▸ Objective
Rewrite all of the records below with every "Target" changed to "Object" and nothing else altered, leaving out the pictures.

Records of labeled points:
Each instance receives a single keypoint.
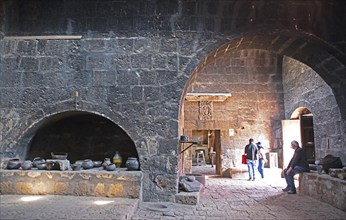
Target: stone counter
(119, 183)
(325, 188)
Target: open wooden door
(290, 132)
(217, 144)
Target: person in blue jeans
(261, 159)
(298, 164)
(251, 158)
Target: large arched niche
(82, 135)
(305, 48)
(322, 57)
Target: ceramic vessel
(106, 162)
(184, 138)
(59, 155)
(41, 166)
(26, 165)
(97, 163)
(37, 160)
(13, 163)
(76, 166)
(132, 163)
(110, 167)
(87, 164)
(52, 165)
(117, 160)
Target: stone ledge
(325, 188)
(122, 184)
(187, 198)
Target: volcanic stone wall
(255, 109)
(305, 88)
(130, 61)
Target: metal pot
(13, 163)
(37, 160)
(26, 165)
(184, 138)
(87, 164)
(110, 167)
(59, 155)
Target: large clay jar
(87, 164)
(27, 165)
(13, 163)
(110, 167)
(106, 162)
(132, 163)
(37, 160)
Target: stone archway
(282, 43)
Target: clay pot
(59, 155)
(184, 138)
(41, 166)
(87, 164)
(76, 166)
(26, 165)
(52, 165)
(37, 160)
(97, 163)
(13, 163)
(106, 162)
(132, 163)
(110, 167)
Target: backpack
(330, 161)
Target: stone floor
(222, 198)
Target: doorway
(206, 153)
(307, 134)
(299, 128)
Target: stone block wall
(303, 87)
(255, 109)
(120, 184)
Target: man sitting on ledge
(298, 164)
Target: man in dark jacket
(251, 157)
(298, 164)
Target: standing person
(261, 158)
(251, 157)
(298, 164)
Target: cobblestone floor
(222, 198)
(225, 198)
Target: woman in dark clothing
(298, 164)
(261, 159)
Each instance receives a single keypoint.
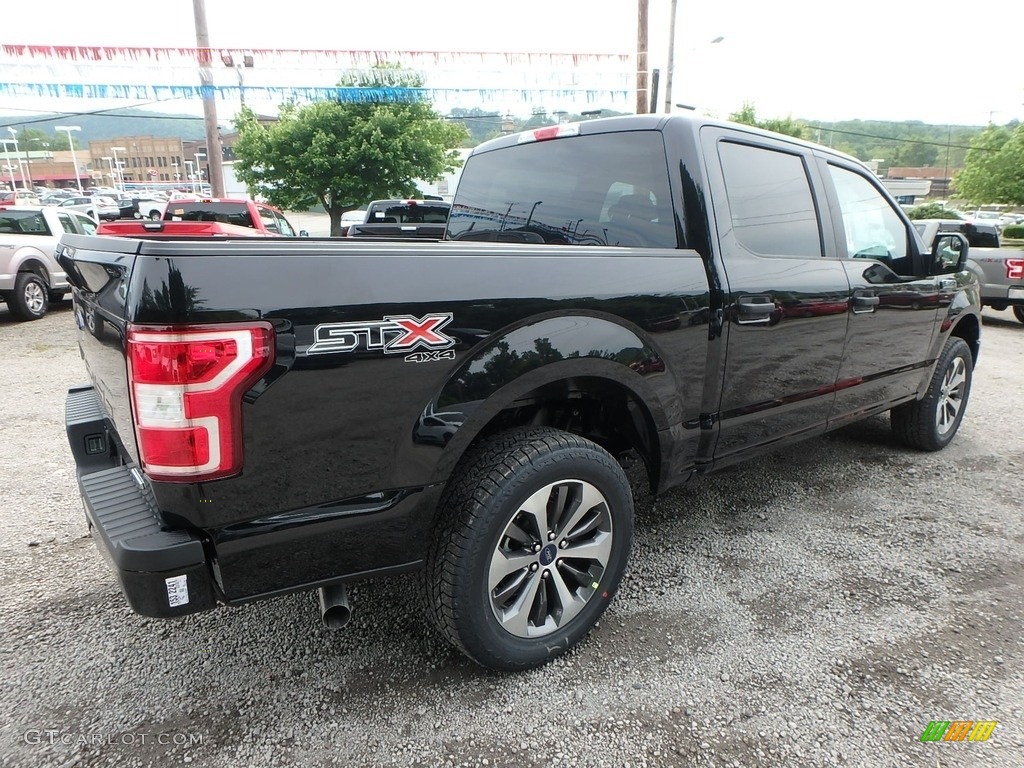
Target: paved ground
(317, 224)
(816, 607)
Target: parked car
(100, 208)
(150, 207)
(351, 217)
(999, 270)
(221, 458)
(978, 235)
(991, 217)
(18, 198)
(30, 276)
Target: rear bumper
(163, 572)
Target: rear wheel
(29, 300)
(930, 423)
(534, 538)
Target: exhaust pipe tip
(335, 609)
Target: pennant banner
(238, 55)
(311, 93)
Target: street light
(26, 176)
(110, 166)
(199, 169)
(117, 165)
(672, 52)
(247, 64)
(6, 154)
(71, 143)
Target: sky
(871, 59)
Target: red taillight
(552, 131)
(186, 387)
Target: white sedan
(99, 208)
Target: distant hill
(115, 123)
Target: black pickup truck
(273, 416)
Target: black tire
(930, 424)
(489, 557)
(30, 299)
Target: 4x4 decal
(393, 335)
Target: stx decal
(958, 730)
(393, 335)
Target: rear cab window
(408, 212)
(622, 199)
(198, 210)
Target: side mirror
(949, 251)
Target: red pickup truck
(210, 217)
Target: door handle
(864, 302)
(755, 309)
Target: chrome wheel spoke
(597, 549)
(504, 564)
(516, 617)
(508, 591)
(570, 605)
(537, 508)
(587, 499)
(538, 582)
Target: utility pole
(643, 105)
(214, 154)
(672, 56)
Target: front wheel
(30, 299)
(930, 423)
(534, 538)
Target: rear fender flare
(522, 359)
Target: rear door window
(607, 189)
(770, 201)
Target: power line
(895, 138)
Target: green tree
(914, 154)
(345, 154)
(748, 116)
(993, 170)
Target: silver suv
(30, 276)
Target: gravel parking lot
(815, 607)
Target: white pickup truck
(999, 270)
(30, 276)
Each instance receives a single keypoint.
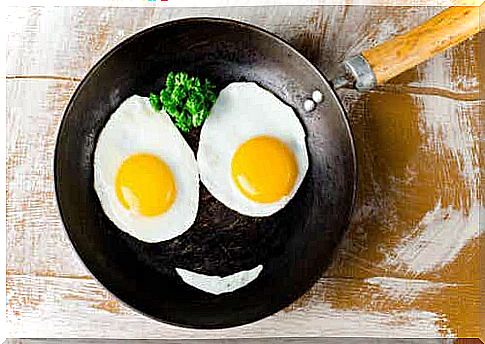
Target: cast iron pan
(295, 245)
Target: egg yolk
(264, 169)
(145, 185)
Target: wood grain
(409, 265)
(406, 51)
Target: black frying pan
(295, 245)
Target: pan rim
(122, 44)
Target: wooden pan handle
(441, 32)
(377, 65)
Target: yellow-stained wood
(441, 32)
(409, 264)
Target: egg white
(242, 111)
(136, 128)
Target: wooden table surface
(408, 266)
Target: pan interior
(294, 245)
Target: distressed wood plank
(88, 310)
(78, 36)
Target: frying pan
(296, 244)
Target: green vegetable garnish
(186, 99)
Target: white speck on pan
(218, 285)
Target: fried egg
(252, 153)
(145, 173)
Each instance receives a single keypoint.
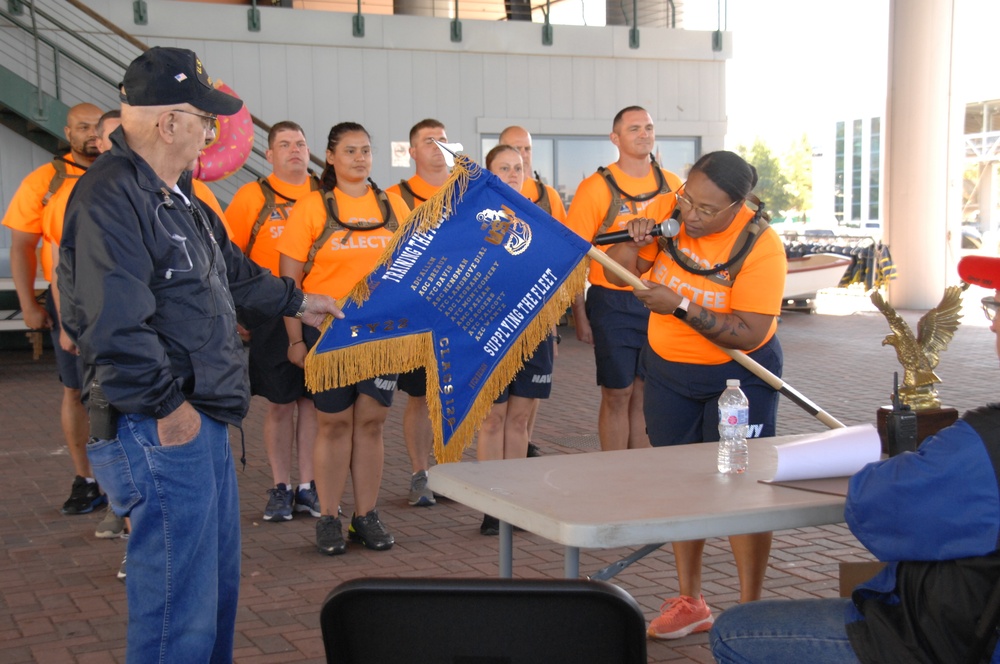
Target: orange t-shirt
(530, 191)
(590, 207)
(26, 209)
(348, 255)
(757, 289)
(206, 196)
(422, 190)
(244, 209)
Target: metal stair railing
(85, 63)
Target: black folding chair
(482, 621)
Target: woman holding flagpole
(718, 283)
(504, 434)
(332, 240)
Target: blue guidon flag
(470, 285)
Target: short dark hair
(729, 172)
(284, 125)
(426, 123)
(497, 150)
(621, 114)
(329, 177)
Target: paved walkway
(60, 600)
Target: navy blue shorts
(534, 380)
(414, 382)
(70, 367)
(681, 402)
(272, 376)
(619, 322)
(339, 399)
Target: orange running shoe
(681, 616)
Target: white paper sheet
(833, 453)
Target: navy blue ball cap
(162, 76)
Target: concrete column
(920, 129)
(651, 13)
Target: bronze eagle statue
(920, 355)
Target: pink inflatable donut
(231, 147)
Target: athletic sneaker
(121, 570)
(279, 504)
(330, 536)
(111, 526)
(420, 495)
(368, 529)
(83, 497)
(681, 616)
(306, 500)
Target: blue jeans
(184, 551)
(784, 630)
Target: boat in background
(809, 274)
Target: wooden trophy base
(929, 422)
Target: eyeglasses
(207, 120)
(990, 307)
(703, 213)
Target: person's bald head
(81, 132)
(519, 138)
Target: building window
(874, 159)
(838, 175)
(856, 149)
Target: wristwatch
(302, 307)
(681, 310)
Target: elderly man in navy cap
(934, 515)
(150, 288)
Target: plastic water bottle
(734, 416)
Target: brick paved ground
(60, 601)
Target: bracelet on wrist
(302, 307)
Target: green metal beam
(19, 111)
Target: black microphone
(669, 227)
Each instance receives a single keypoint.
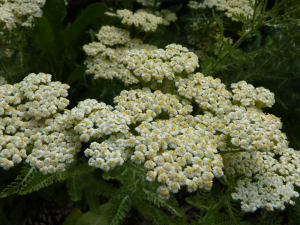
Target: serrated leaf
(84, 19)
(27, 173)
(37, 182)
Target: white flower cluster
(24, 107)
(179, 149)
(158, 65)
(247, 95)
(95, 122)
(142, 105)
(229, 6)
(175, 151)
(110, 35)
(167, 16)
(246, 128)
(270, 182)
(141, 19)
(19, 12)
(100, 120)
(148, 2)
(176, 155)
(2, 81)
(104, 61)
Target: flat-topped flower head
(246, 95)
(110, 35)
(104, 58)
(159, 65)
(24, 107)
(19, 12)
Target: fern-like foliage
(27, 175)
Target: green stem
(3, 67)
(219, 205)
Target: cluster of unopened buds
(185, 130)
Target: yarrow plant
(170, 132)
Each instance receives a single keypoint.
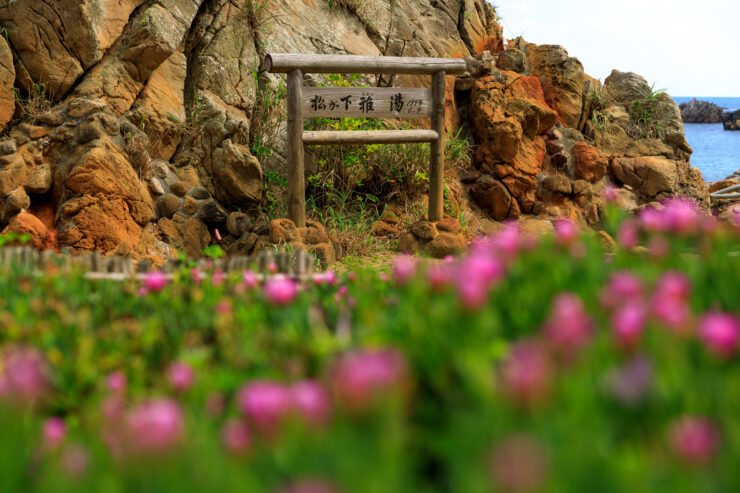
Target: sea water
(716, 151)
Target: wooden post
(296, 176)
(436, 169)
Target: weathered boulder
(696, 111)
(7, 78)
(237, 175)
(654, 126)
(159, 110)
(185, 234)
(590, 163)
(28, 224)
(16, 201)
(56, 42)
(313, 239)
(509, 116)
(562, 78)
(495, 200)
(154, 35)
(654, 178)
(437, 240)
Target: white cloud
(685, 46)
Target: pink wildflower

▸ Complete answer
Each instance receives a single keypoint.
Object: stone counter
(119, 183)
(325, 188)
Object: open wooden door
(290, 132)
(217, 144)
Object: person in blue jeans
(261, 159)
(298, 164)
(251, 158)
Object: large arched niche
(82, 135)
(305, 48)
(322, 57)
Object: ceramic vessel
(106, 162)
(184, 138)
(59, 155)
(41, 166)
(26, 165)
(97, 163)
(37, 160)
(13, 163)
(76, 166)
(132, 163)
(110, 167)
(87, 164)
(52, 165)
(117, 160)
Object: stone ledge
(325, 188)
(122, 184)
(187, 198)
Object: volcanic stone wall
(255, 109)
(305, 88)
(130, 61)
Object: metal pot
(13, 163)
(37, 160)
(26, 165)
(184, 138)
(87, 164)
(110, 167)
(59, 155)
Object: large clay jar
(87, 164)
(27, 165)
(13, 163)
(110, 167)
(106, 162)
(132, 163)
(37, 160)
Object: stone archway
(282, 43)
Object: clay pot
(59, 155)
(184, 138)
(41, 166)
(87, 164)
(76, 166)
(26, 165)
(52, 165)
(37, 160)
(97, 163)
(13, 163)
(106, 162)
(132, 163)
(110, 167)
Object: backpack
(330, 161)
Object: stone floor
(222, 198)
Object: doorway
(206, 153)
(307, 134)
(299, 128)
Object: stone block wall
(303, 87)
(255, 109)
(120, 184)
Object: man sitting on ledge
(298, 164)
Object: man in dark jacket
(251, 157)
(298, 164)
Object: standing person
(261, 158)
(251, 157)
(298, 164)
Object: cobblestone floor
(222, 198)
(225, 198)
Object: woman in dark clothing
(298, 164)
(261, 159)
Each instance receives a single keypoint.
Object: paved ground
(317, 224)
(816, 607)
Object: parked car
(100, 208)
(150, 207)
(351, 217)
(999, 270)
(221, 458)
(978, 235)
(991, 217)
(18, 198)
(30, 276)
Object: rear bumper
(163, 572)
Object: rear wheel
(29, 300)
(930, 423)
(534, 538)
Object: exhaust pipe tip
(335, 609)
Object: pennant banner
(238, 55)
(311, 93)
Object: street light
(26, 176)
(110, 166)
(199, 169)
(117, 165)
(672, 52)
(247, 64)
(6, 154)
(71, 143)
Object: sky
(871, 59)
Object: red taillight
(552, 131)
(186, 387)
Object: white sedan
(99, 208)
Object: distant hill
(115, 123)
Object: black pickup truck
(273, 416)
Object: black tire
(930, 424)
(489, 557)
(30, 299)
Object: 4x4 decal
(393, 335)
Object: stx decal
(958, 730)
(393, 335)
Object: rear cab window
(408, 212)
(622, 199)
(198, 210)
Object: side mirror
(949, 251)
Object: red pickup truck
(210, 217)
Object: door handle
(864, 302)
(755, 309)
Object: chrome wheel spoke
(597, 549)
(504, 564)
(516, 617)
(508, 591)
(570, 605)
(537, 508)
(587, 499)
(538, 582)
Object: utility pole
(643, 105)
(214, 154)
(672, 56)
Object: front wheel
(30, 299)
(930, 423)
(534, 538)
Object: rear fender flare
(522, 359)
Object: rear door window
(607, 189)
(770, 201)
Object: power line
(895, 138)
Object: green tree
(914, 154)
(345, 154)
(748, 116)
(993, 170)
Object: silver suv
(30, 276)
Object: gravel parking lot
(815, 607)
Object: white pickup truck
(999, 270)
(30, 276)
Each instance receives a single keypoint.
Object: cast iron pan
(295, 245)
Object: egg yolk
(264, 169)
(145, 185)
Object: wood grain
(409, 265)
(406, 51)
Object: black frying pan
(295, 245)
Object: pan rim
(122, 44)
Object: wooden pan handle
(441, 32)
(377, 65)
Object: yellow-stained wood
(441, 32)
(409, 264)
Object: egg white
(242, 111)
(136, 128)
Object: wooden table surface
(408, 266)
Object: pan interior
(294, 245)
Object: distressed wood plank
(88, 310)
(78, 36)
Object: frying pan
(296, 244)
Object: green vegetable garnish
(186, 99)
Object: white speck on pan
(218, 285)
Object: fried egg
(252, 153)
(145, 173)
Each instance receives a single keypoint.
Object: orange t-shirt
(530, 191)
(590, 207)
(26, 209)
(348, 255)
(757, 289)
(206, 196)
(422, 190)
(244, 209)
Object: metal stair railing
(85, 63)
Object: black folding chair
(482, 621)
Object: woman holding flagpole
(718, 283)
(504, 434)
(332, 240)
Object: blue guidon flag
(470, 285)
Object: short dark hair
(729, 172)
(284, 125)
(426, 123)
(497, 150)
(621, 114)
(329, 177)
Object: paved walkway
(60, 600)
Object: navy blue shorts
(534, 380)
(414, 382)
(70, 367)
(681, 402)
(272, 376)
(619, 322)
(339, 399)
Object: orange running shoe
(681, 616)
Object: white paper sheet
(833, 453)
Object: navy blue ball cap
(162, 76)
Object: concrete column
(920, 129)
(651, 13)
Object: bronze eagle statue
(920, 355)
Object: pink inflatable donut
(231, 147)
Object: athletic sneaker
(121, 570)
(279, 504)
(330, 536)
(111, 526)
(420, 495)
(368, 529)
(83, 497)
(681, 616)
(306, 500)
Object: blue jeans
(184, 551)
(784, 630)
Object: boat in background
(809, 274)
Object: wooden trophy base
(929, 422)
Object: eyeglasses
(207, 120)
(990, 307)
(703, 213)
Object: person's bald head
(81, 132)
(519, 138)
Object: building window
(874, 159)
(838, 175)
(856, 149)
Object: wristwatch
(302, 307)
(681, 310)
Object: elderly man in navy cap
(934, 515)
(150, 288)
Object: plastic water bottle
(734, 416)
Object: brick paved ground
(60, 601)
Object: bracelet on wrist
(302, 307)
Object: green metal beam
(19, 111)
Object: black microphone
(669, 227)
Each instance receives a single keypoint.
Object: serrated leaf
(84, 19)
(27, 173)
(37, 182)
Object: white flower cluster
(24, 107)
(179, 149)
(158, 65)
(247, 95)
(95, 122)
(142, 105)
(229, 6)
(175, 151)
(110, 35)
(167, 16)
(246, 128)
(270, 182)
(141, 19)
(19, 12)
(100, 120)
(148, 2)
(176, 155)
(2, 81)
(104, 61)
Object: flat-topped flower head
(246, 95)
(110, 35)
(104, 58)
(159, 65)
(24, 107)
(19, 12)
Object: fern-like foliage
(27, 175)
Object: green stem
(3, 67)
(219, 205)
Object: cluster of unopened buds
(185, 130)
Object: yarrow plant
(170, 132)
Each instance receives a single keypoint.
Object: sea water
(716, 151)
Object: wooden post
(296, 176)
(436, 169)
Object: weathered boulder
(696, 111)
(7, 78)
(237, 175)
(654, 126)
(159, 110)
(185, 234)
(590, 163)
(28, 224)
(16, 201)
(56, 42)
(313, 239)
(509, 116)
(562, 78)
(495, 200)
(154, 35)
(654, 178)
(437, 240)
Object: white cloud
(685, 46)
Object: pink wildflower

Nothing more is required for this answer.